*Instruction*: How many lines in the items below contain the word "white"? Reply with the number alone.

*Data section*:
========================

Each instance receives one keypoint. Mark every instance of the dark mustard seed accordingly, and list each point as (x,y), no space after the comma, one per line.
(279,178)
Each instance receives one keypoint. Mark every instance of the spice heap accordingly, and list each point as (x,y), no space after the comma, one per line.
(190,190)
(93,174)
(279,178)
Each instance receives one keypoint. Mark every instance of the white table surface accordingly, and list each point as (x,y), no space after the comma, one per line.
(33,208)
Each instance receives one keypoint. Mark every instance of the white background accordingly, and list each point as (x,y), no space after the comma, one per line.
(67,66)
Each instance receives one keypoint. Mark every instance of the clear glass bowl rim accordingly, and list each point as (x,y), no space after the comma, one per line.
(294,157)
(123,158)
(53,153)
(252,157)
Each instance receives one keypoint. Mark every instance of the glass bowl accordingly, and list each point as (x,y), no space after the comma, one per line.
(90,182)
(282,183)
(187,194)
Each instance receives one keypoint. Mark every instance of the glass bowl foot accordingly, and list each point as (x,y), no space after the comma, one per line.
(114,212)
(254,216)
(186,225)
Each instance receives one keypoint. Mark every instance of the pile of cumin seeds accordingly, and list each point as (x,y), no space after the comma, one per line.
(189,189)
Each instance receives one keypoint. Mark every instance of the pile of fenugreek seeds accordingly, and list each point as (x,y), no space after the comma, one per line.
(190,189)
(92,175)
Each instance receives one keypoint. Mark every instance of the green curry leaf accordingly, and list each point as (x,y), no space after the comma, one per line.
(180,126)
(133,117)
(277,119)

========================

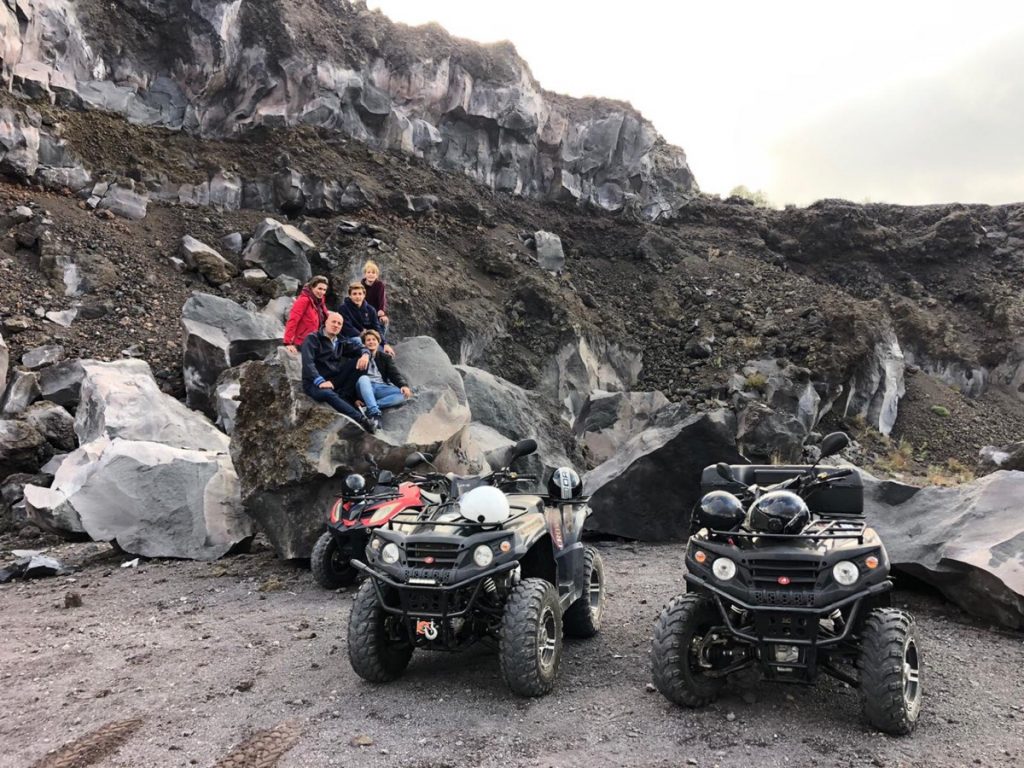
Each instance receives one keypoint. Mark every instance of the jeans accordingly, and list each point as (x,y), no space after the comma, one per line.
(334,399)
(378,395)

========================

*The reply*: 2